* Brano da leggere:

========================================

Le frasi di Dragone irritano Mosca: “Una mossa irresponsabile e destabilizzante”
Le tensioni tra NATO e Russia si riaccendono dopo l’intervista concessa al Financial Times dall’ammiraglio Giuseppe Cavo Dragone, presidente del Comitato militare dell’Alleanza Atlantica. Le sue affermazioni, che aprono alla possibilità di misure preventive contro Mosca, hanno scatenato una reazione durissima da parte della diplomazia russa e alimentato interrogativi sempre più pressanti sulle reali intenzioni strategiche dell’Alleanza.
Dragone: “Stiamo studiando tutto… essere più aggressivi è un’opzione”
Nell’intervista, l’ammiraglio dichiara: “Stiamo studiando tutto… sul fronte informatico, siamo in un certo senso reattivi. Essere più aggressivi o proattivi invece che reattivi è qualcosa a cui stiamo pensando”.

========================================

* Esercizi da svolgere:
- 1) Riscrivi la parte dell'articolo su Dragone da "Le frasi di" fino a "intenzioni strategiche dell’Alleanza." compreso, cambiando "Mosca" con "il Cremlino".
- 2) Secondo l'articolo su Dragone, a quale giornale l'ammiraglio ha concesso l'intervista?

* Materiale fornito:
========================================

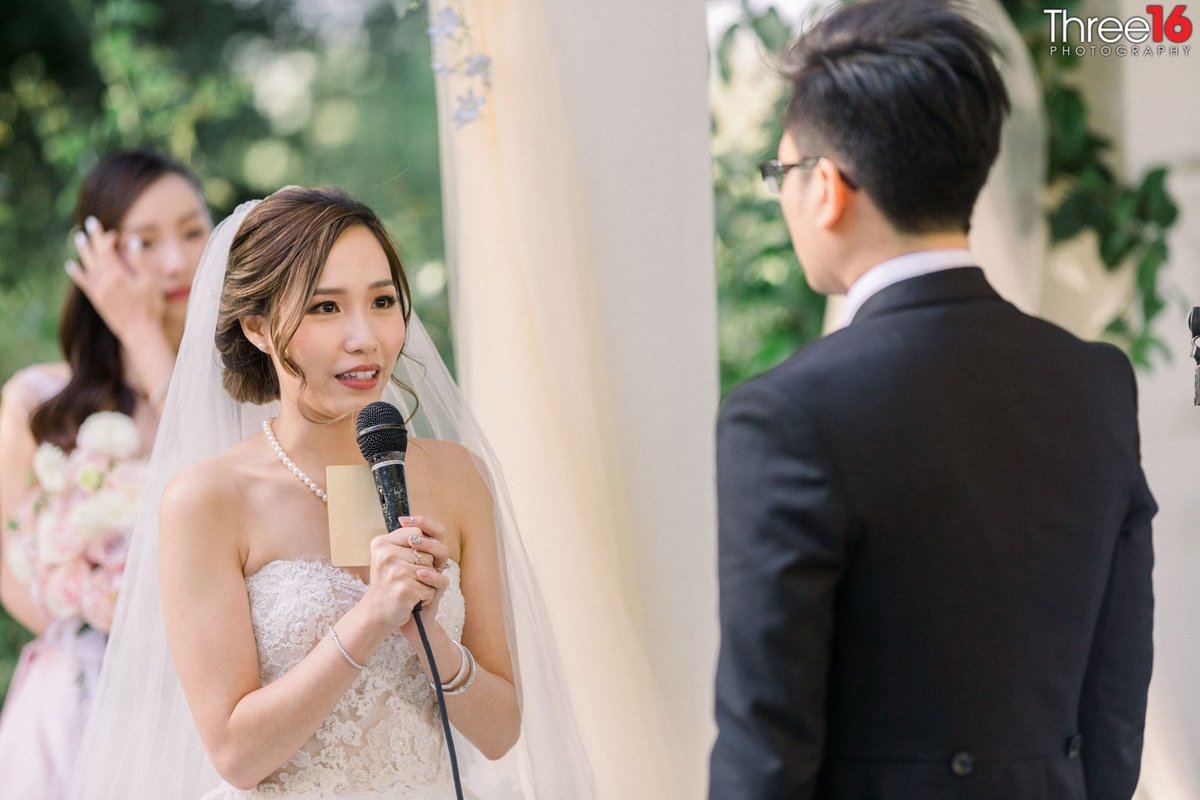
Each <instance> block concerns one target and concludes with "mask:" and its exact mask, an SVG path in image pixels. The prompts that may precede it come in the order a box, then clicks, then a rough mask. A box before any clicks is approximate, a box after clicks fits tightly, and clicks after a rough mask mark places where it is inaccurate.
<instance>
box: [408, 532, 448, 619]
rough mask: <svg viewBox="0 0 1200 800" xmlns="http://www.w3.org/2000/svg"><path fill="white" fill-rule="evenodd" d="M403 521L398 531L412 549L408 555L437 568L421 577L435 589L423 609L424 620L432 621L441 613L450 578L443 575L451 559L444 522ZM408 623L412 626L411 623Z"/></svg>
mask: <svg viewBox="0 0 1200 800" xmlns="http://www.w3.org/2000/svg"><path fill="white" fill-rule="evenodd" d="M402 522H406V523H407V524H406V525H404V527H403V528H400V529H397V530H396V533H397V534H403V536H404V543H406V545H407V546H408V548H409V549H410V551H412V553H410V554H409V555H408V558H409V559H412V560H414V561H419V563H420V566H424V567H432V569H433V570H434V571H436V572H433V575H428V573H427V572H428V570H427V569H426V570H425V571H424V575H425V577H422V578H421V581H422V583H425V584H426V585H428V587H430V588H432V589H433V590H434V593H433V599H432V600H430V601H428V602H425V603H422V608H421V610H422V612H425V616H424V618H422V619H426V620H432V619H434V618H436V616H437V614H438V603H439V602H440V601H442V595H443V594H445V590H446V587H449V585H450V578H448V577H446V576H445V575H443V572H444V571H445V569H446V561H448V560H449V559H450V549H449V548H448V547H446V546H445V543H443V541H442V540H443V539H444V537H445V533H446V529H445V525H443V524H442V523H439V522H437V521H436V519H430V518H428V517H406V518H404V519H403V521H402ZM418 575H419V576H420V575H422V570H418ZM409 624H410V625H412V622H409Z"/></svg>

========================================

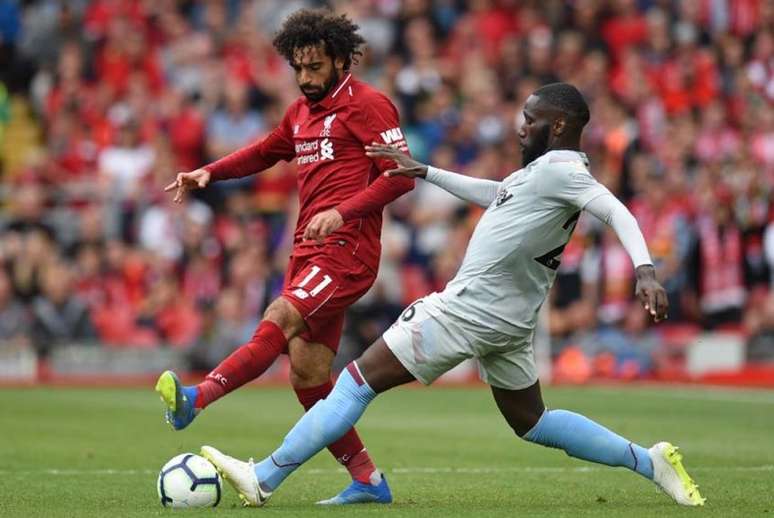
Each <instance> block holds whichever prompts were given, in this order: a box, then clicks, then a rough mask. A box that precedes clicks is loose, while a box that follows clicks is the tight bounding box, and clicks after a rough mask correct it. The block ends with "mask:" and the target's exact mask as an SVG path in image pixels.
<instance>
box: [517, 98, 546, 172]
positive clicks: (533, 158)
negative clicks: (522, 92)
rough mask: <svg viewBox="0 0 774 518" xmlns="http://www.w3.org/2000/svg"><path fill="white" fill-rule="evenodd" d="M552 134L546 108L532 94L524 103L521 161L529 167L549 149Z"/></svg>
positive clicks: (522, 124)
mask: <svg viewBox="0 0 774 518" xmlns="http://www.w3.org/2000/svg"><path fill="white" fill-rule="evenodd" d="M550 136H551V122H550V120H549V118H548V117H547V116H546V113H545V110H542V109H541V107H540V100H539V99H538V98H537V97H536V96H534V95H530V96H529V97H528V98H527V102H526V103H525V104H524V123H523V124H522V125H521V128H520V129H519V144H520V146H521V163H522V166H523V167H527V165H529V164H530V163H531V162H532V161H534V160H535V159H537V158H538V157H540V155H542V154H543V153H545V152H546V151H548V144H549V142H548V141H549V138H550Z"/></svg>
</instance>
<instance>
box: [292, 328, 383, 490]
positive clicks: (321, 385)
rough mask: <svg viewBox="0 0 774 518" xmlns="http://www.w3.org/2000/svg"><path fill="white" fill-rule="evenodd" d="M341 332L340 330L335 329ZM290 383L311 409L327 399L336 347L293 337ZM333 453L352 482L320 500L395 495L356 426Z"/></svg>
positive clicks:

========================================

* Risposte:
- 1)
Le frasi di Dragone irritano il Cremlino: “Una mossa irresponsabile e destabilizzante”
Le tensioni tra NATO e Russia si riaccendono dopo l’intervista concessa al Financial Times dall’ammiraglio Giuseppe Cavo Dragone, presidente del Comitato militare dell’Alleanza Atlantica. Le sue affermazioni, che aprono alla possibilità di misure preventive contro il Cremlino, hanno scatenato una reazione durissima da parte della diplomazia russa e alimentato interrogativi sempre più pressanti sulle reali intenzioni strategiche dell’Alleanza.

- 2) Al Financial Times.